» What is expected: Write the data below out again, unchanged.

» Material to process:
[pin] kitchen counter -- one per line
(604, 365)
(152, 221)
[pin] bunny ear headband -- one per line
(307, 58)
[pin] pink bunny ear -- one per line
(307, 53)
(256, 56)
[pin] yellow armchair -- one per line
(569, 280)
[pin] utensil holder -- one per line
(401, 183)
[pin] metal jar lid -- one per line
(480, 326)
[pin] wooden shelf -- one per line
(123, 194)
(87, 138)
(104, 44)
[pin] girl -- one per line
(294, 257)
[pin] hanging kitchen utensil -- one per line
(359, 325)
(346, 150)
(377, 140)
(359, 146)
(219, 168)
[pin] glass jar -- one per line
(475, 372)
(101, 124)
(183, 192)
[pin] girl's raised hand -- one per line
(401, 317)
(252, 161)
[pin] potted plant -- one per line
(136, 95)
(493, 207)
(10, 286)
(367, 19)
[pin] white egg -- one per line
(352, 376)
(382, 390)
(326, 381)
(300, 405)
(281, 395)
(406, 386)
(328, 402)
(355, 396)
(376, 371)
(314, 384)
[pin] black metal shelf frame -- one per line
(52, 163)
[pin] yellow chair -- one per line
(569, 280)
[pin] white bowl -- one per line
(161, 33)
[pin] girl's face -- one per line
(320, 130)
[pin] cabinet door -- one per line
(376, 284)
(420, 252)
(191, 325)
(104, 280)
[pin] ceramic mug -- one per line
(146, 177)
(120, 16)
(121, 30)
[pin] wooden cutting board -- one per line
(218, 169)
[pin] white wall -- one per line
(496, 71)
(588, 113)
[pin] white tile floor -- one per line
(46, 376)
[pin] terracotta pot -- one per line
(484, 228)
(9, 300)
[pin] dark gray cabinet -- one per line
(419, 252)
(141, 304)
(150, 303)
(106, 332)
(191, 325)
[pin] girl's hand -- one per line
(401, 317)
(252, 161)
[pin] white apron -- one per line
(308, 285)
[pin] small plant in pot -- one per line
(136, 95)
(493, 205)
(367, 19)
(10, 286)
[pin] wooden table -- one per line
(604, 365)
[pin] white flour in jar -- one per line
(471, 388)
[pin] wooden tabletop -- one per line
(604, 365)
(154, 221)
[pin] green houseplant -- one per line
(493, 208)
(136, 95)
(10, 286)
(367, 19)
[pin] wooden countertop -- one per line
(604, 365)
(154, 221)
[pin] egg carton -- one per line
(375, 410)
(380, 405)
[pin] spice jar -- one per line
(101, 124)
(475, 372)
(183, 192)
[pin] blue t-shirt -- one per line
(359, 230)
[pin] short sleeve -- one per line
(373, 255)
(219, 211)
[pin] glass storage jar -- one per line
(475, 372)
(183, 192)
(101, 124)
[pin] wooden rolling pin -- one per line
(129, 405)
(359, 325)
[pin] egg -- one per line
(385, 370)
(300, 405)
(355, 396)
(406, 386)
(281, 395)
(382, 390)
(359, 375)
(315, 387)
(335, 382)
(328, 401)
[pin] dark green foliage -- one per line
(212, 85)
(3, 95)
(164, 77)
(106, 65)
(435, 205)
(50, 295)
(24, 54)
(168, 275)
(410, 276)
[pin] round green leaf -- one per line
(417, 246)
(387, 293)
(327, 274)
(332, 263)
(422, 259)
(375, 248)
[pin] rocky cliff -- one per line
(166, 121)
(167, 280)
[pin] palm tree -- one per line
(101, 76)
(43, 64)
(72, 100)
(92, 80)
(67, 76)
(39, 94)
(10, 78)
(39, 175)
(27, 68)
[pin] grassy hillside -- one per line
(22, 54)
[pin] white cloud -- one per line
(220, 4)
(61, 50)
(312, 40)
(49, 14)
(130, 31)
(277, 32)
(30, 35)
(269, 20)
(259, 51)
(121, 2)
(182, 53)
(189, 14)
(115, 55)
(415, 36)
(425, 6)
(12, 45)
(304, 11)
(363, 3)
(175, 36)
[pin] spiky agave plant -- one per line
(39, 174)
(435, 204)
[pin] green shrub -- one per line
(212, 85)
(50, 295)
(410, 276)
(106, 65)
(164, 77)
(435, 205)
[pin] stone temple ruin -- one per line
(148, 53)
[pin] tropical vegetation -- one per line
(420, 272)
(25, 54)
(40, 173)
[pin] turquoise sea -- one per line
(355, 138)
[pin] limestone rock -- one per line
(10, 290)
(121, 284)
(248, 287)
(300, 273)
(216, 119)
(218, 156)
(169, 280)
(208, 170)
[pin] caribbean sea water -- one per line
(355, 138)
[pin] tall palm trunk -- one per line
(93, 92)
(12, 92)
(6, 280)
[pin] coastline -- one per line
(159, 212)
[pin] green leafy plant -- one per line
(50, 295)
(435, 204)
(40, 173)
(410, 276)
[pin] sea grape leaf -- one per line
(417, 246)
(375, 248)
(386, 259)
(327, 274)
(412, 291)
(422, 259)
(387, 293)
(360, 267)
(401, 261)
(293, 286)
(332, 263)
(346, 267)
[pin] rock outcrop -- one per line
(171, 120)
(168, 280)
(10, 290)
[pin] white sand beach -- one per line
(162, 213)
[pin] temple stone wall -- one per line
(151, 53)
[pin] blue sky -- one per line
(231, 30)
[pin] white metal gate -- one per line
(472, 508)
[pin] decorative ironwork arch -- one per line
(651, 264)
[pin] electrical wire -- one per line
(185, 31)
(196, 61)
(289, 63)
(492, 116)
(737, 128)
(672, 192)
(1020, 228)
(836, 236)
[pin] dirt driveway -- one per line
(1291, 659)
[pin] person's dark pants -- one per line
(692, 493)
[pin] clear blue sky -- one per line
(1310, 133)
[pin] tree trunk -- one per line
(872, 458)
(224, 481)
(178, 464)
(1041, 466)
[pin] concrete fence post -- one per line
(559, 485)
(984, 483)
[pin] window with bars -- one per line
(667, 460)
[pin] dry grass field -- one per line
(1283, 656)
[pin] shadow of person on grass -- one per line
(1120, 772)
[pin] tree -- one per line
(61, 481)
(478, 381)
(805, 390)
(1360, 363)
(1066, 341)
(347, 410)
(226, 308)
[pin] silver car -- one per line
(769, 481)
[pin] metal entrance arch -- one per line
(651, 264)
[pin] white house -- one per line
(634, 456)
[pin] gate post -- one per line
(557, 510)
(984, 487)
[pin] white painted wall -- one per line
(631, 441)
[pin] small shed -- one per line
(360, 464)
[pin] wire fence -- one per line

» Response for this exercise:
[pin] kitchen counter -- one per line
(604, 365)
(152, 221)
[pin] bunny ear headband -- one per line
(307, 58)
[pin] pink bunny ear -- one per line
(307, 53)
(256, 56)
[pin] yellow armchair -- one per line
(569, 280)
[pin] utensil holder -- one per line
(401, 183)
[pin] metal jar lid -- one per line
(480, 326)
[pin] wooden shelf -- one per line
(123, 194)
(87, 138)
(104, 44)
[pin] girl -- one per line
(294, 257)
[pin] hanging kitchen utensil -- one per line
(359, 325)
(346, 150)
(377, 140)
(359, 146)
(219, 168)
[pin] glass jar -- one per line
(475, 372)
(101, 124)
(183, 192)
[pin] girl's raised hand -- one per line
(401, 317)
(252, 161)
[pin] potted plant -- one per line
(136, 95)
(493, 207)
(10, 286)
(367, 19)
[pin] white egg -- one per line
(352, 376)
(382, 390)
(326, 381)
(300, 405)
(281, 395)
(406, 386)
(328, 402)
(355, 396)
(376, 371)
(314, 384)
[pin] black metal shelf frame -- one per line
(52, 163)
[pin] yellow chair -- one per line
(569, 280)
[pin] white bowl -- one per line
(161, 33)
[pin] girl's face -- one per line
(320, 130)
[pin] cabinet door -- one per line
(376, 284)
(420, 252)
(191, 325)
(104, 280)
[pin] ceramic mug -- one per line
(146, 177)
(120, 16)
(121, 30)
[pin] wooden cutting board -- one per line
(218, 169)
[pin] white wall -- one per line
(496, 71)
(588, 113)
[pin] white tile floor -- one per line
(46, 376)
[pin] terracotta pot -- one per line
(484, 228)
(9, 300)
[pin] dark gray cabinet -- one per line
(419, 252)
(141, 304)
(150, 303)
(106, 332)
(191, 325)
[pin] girl's hand -- one per line
(401, 317)
(252, 161)
[pin] white apron -- one per line
(308, 285)
[pin] small plant in pot -- one per line
(136, 95)
(493, 205)
(367, 19)
(10, 286)
[pin] wooden table -- one per line
(604, 365)
[pin] white flour in jar -- one per line
(471, 388)
[pin] wooden tabletop -- one per line
(604, 365)
(154, 221)
[pin] green houseplant -- one per line
(493, 208)
(136, 95)
(10, 286)
(367, 19)
[pin] wooden countertop -- one per line
(604, 365)
(154, 221)
[pin] egg carton -- one per line
(375, 410)
(380, 405)
[pin] spice jar -- one per line
(101, 124)
(475, 372)
(183, 192)
[pin] blue t-shirt -- one per line
(359, 230)
[pin] short sleeve -- one per line
(373, 255)
(219, 211)
[pin] glass storage jar -- one per line
(475, 372)
(183, 192)
(101, 124)
[pin] wooden rolling pin -- one per line
(129, 405)
(359, 325)
[pin] egg -- one per line
(385, 370)
(300, 405)
(355, 396)
(406, 386)
(281, 395)
(382, 390)
(359, 375)
(315, 387)
(335, 382)
(328, 401)
[pin] dark green foliage -- one per line
(212, 85)
(3, 95)
(164, 77)
(106, 65)
(435, 205)
(50, 295)
(24, 54)
(168, 275)
(410, 276)
[pin] round green leaf -- one per line
(417, 246)
(387, 293)
(327, 274)
(332, 263)
(422, 259)
(375, 248)
[pin] rocky cliff -- one per line
(166, 121)
(167, 280)
[pin] palm tree -- one per line
(101, 76)
(43, 64)
(72, 100)
(92, 80)
(67, 76)
(39, 94)
(10, 78)
(39, 175)
(27, 68)
[pin] grassy hillside -- one per line
(22, 54)
[pin] white cloud -- one per line
(220, 4)
(61, 50)
(312, 40)
(49, 14)
(130, 31)
(277, 32)
(30, 35)
(269, 20)
(259, 51)
(121, 2)
(182, 53)
(189, 14)
(115, 55)
(415, 36)
(425, 6)
(12, 45)
(304, 11)
(363, 3)
(175, 36)
[pin] spiky agave plant -- one per line
(39, 174)
(435, 204)
[pin] green shrub -- one per line
(212, 85)
(50, 295)
(410, 276)
(106, 65)
(164, 77)
(435, 205)
[pin] stone temple ruin -- one per line
(148, 53)
[pin] tropical vegetation -- one per line
(420, 272)
(25, 54)
(40, 173)
[pin] turquoise sea -- one per line
(355, 138)
[pin] limestone rock -- one per line
(10, 290)
(121, 284)
(248, 287)
(300, 273)
(216, 119)
(218, 156)
(169, 280)
(208, 170)
[pin] caribbean sea water -- one per line
(355, 138)
[pin] tall palm trunk -- one per line
(93, 92)
(12, 92)
(6, 280)
[pin] coastline -- one per line
(159, 212)
[pin] green leafy plant -- one per line
(50, 295)
(435, 204)
(40, 173)
(410, 276)
[pin] sea grape leaf -- one per line
(417, 246)
(375, 248)
(386, 259)
(327, 274)
(412, 291)
(422, 259)
(387, 293)
(360, 267)
(401, 261)
(293, 286)
(332, 263)
(346, 267)
[pin] rock outcrop -- one per line
(171, 120)
(168, 280)
(10, 290)
[pin] white sand beach -- one per line
(162, 213)
[pin] temple stone wall -- one per line
(151, 53)
[pin] blue sky -- one per line
(231, 30)
[pin] white metal gate -- one per line
(472, 508)
[pin] decorative ironwork arch -- one per line
(651, 264)
[pin] electrical wire -- one per line
(185, 31)
(196, 61)
(289, 63)
(492, 116)
(737, 128)
(672, 192)
(1020, 228)
(836, 236)
[pin] dirt driveway -- one per line
(1291, 659)
[pin] person's dark pants -- one per line
(692, 493)
[pin] clear blue sky -- one per line
(1310, 133)
[pin] tree trunk -- one per line
(872, 458)
(224, 481)
(178, 464)
(1041, 466)
[pin] concrete fence post -- one per line
(559, 485)
(984, 483)
[pin] window with bars -- one per line
(667, 460)
[pin] dry grass field -- one per line
(1283, 656)
[pin] shadow of person on grass -- one per line
(1120, 772)
[pin] tree -- one per line
(61, 481)
(478, 381)
(805, 390)
(1360, 363)
(1066, 341)
(347, 410)
(226, 308)
[pin] silver car -- one per line
(769, 481)
[pin] metal entrance arch -- one per line
(651, 264)
[pin] white house -- one per line
(634, 456)
[pin] gate post -- one per line
(557, 510)
(984, 487)
[pin] white painted wall -- one per line
(631, 441)
[pin] small shed -- one per line
(360, 464)
[pin] wire fence -- one per line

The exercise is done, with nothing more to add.